**CONSIGNE DONNÉE 1**
Compte les lignes ci-dessous où figure le mot « tree » et donne uniquement ce nombre.

**TEXTE EXTRAIT**
= = = = = = =
Saint-Malo et Combourg, Bretagne : « Mémoires d’Outre-Tombe » par François-René de Chateaubriand et « Toute la lumière que nous ne pouvons voir » par Anthony Doerr.

Ma première visite à Saint-Malo remonte au temps, déjà assez lointain, où j’étais chef de patrouille chez les scouts. Nous avions commencé notre « hike », une marche de trois jours, au Mont Saint-Michel. Ensuite, les chefs nous avaient fixé un itinéraire breton comprenant Saint-Malo, Dinard, Dinan et Combourg. J’avais déjà étudié quelques passages de Chateaubriand (1768-1848) dans mes classes de français et je ne résistai donc pas au plaisir de marcher sur la plage à marée basse pour voir le Grand Bé, la presqu’île au large de la cité malouine sur laquelle l’auteur des « Mémoires d’Outre-Tombe » a choisi d’être enterré.

La Tombe de Chateaubriand, Grand Bé, Saint-Malo

Ensuite, avec ma patrouille, nous nous sommes rendus au port de plaisance de Saint-Malo. Les règles du hike chez les scouts sont claires : pas d’auto-stop. Mais pour le « voilier-stop », c’est sujet à interprétation. Nous avons donc trouvé un plaisancier sur le point de quitter le port qui eut la gentillesse de nous prendre à bord de son bateau pour rejoindre Dinard, de l’autre côté de l’embouchure de la Rance, nous épargnant plus de deux heures de marche. Notre capitaine n’hésita pas à nous mettre à contribution et ce fut une de mes premières expériences à bord d’un voilier.

Quelques jours plus tard, en arrivant à Combourg, nous marchions le long des murs du château où François-René de Chateaubriand, le chef de file du romantisme français, passa sa jeunesse. Le château se visite, mais la caisse de patrouille ne nous permettait pas cette dépense. Je me suis alors permis d’entraîner mes compagnons à franchir le mur d’enceinte de la propriété, pour nous promener dans le superbe parc et admirer de loin les murs de ce château à l’allure austère. Dans ses mémoires, celui que ses contemporains appelleront « L’Enchanteur », écrit que « C’est dans les bois de Combourg que je suis devenu ce que je suis ».
= = = = = = =
**LIGNES ENREGISTRÉES**
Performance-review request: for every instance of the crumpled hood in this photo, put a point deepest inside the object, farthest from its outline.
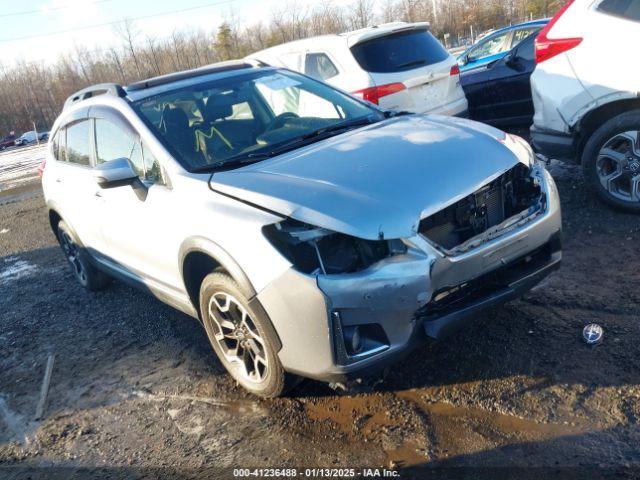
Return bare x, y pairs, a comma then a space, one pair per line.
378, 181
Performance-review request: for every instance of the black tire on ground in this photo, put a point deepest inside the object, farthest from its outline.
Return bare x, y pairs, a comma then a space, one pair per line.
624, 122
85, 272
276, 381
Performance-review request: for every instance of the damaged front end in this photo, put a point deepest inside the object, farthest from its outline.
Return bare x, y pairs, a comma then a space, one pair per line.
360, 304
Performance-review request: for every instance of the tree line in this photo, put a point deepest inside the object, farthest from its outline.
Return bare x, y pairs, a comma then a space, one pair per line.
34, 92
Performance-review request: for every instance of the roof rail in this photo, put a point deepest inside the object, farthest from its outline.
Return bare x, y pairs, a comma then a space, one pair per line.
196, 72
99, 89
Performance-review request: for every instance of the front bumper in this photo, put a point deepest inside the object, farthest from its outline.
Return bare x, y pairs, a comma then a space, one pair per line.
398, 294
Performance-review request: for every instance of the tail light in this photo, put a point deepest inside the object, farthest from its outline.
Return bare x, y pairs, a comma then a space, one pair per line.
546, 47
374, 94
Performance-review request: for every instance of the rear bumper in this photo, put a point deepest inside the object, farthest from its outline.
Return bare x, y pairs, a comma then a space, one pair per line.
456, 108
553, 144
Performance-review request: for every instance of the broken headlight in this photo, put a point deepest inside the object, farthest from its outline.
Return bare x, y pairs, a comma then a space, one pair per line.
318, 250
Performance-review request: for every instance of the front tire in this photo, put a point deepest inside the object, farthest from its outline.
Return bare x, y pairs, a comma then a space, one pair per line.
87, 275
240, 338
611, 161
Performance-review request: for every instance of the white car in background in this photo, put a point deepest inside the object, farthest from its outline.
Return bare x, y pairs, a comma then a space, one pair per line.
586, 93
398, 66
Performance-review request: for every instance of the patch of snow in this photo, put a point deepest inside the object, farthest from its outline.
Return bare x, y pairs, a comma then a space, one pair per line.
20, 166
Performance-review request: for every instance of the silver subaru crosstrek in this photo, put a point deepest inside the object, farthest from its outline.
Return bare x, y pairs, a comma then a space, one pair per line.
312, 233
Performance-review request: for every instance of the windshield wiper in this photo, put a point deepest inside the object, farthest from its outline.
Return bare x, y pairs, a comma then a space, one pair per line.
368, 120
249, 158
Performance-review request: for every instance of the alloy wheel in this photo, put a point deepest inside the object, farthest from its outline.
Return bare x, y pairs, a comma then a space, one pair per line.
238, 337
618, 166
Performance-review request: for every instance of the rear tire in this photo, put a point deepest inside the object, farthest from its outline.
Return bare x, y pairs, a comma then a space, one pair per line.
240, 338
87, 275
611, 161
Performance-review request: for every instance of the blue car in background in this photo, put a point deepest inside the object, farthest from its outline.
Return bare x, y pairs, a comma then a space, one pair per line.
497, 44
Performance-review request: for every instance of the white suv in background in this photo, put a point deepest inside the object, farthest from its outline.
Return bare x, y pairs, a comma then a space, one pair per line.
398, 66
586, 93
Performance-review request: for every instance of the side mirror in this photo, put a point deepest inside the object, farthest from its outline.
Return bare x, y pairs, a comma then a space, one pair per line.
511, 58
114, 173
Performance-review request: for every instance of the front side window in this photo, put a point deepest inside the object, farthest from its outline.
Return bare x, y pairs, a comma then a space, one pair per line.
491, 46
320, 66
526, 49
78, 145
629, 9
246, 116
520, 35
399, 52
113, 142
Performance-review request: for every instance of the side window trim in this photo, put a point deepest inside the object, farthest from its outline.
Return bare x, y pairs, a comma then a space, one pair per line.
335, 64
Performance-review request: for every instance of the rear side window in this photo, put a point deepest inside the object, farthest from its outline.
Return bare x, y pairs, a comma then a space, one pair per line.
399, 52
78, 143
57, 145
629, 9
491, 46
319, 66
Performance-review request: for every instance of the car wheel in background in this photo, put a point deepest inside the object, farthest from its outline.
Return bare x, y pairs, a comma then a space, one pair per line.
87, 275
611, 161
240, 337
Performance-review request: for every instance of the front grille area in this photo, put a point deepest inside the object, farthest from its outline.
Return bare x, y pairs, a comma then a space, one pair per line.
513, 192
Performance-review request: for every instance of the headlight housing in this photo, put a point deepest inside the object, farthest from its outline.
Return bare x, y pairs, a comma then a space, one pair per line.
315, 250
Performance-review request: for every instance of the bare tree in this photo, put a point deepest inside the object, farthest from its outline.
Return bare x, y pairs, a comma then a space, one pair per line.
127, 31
= = = = = = =
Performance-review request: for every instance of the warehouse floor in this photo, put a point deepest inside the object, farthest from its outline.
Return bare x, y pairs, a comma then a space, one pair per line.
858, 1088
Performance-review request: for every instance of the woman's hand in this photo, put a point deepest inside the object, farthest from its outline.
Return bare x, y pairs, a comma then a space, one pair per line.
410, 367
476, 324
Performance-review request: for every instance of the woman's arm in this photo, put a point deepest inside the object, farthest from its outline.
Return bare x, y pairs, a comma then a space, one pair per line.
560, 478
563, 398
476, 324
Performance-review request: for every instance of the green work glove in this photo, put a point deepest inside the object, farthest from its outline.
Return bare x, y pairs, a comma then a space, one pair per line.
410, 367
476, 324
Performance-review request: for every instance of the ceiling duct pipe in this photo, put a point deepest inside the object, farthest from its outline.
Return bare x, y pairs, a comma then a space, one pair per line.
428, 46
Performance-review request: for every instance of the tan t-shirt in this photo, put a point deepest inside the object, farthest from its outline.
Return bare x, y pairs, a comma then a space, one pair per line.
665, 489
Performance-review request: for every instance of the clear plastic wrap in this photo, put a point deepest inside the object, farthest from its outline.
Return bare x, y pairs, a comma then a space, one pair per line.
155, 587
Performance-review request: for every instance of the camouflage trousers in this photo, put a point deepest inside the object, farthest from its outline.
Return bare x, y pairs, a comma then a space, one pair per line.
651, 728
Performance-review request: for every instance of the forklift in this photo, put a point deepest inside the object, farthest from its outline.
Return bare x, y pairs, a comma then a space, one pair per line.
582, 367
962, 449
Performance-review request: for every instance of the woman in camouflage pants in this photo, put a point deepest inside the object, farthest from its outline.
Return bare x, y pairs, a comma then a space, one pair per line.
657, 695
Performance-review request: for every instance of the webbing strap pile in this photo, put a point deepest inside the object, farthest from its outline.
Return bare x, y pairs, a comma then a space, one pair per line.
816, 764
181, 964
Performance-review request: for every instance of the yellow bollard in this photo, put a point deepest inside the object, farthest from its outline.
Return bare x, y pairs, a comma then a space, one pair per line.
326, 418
= = = = = = =
**CONSIGNE DONNÉE 2**
Réécris le passage du texte sur Saint-Malo et Combourg qui commence par les mots « Ensuite, avec ma » et se termine par « bord d’un voilier. », en y remplaçant « plaisancier » par « navigateur ».

**RÉPONSE COMPLÈTE 1**
2

**RÉPONSE COMPLÈTE 2**
Ensuite, avec ma patrouille, nous nous sommes rendus au port de plaisance de Saint-Malo. Les règles du hike chez les scouts sont claires : pas d’auto-stop. Mais pour le « voilier-stop », c’est sujet à interprétation. Nous avons donc trouvé un navigateur sur le point de quitter le port qui eut la gentillesse de nous prendre à bord de son bateau pour rejoindre Dinard, de l’autre côté de l’embouchure de la Rance, nous épargnant plus de deux heures de marche. Notre capitaine n’hésita pas à nous mettre à contribution et ce fut une de mes premières expériences à bord d’un voilier.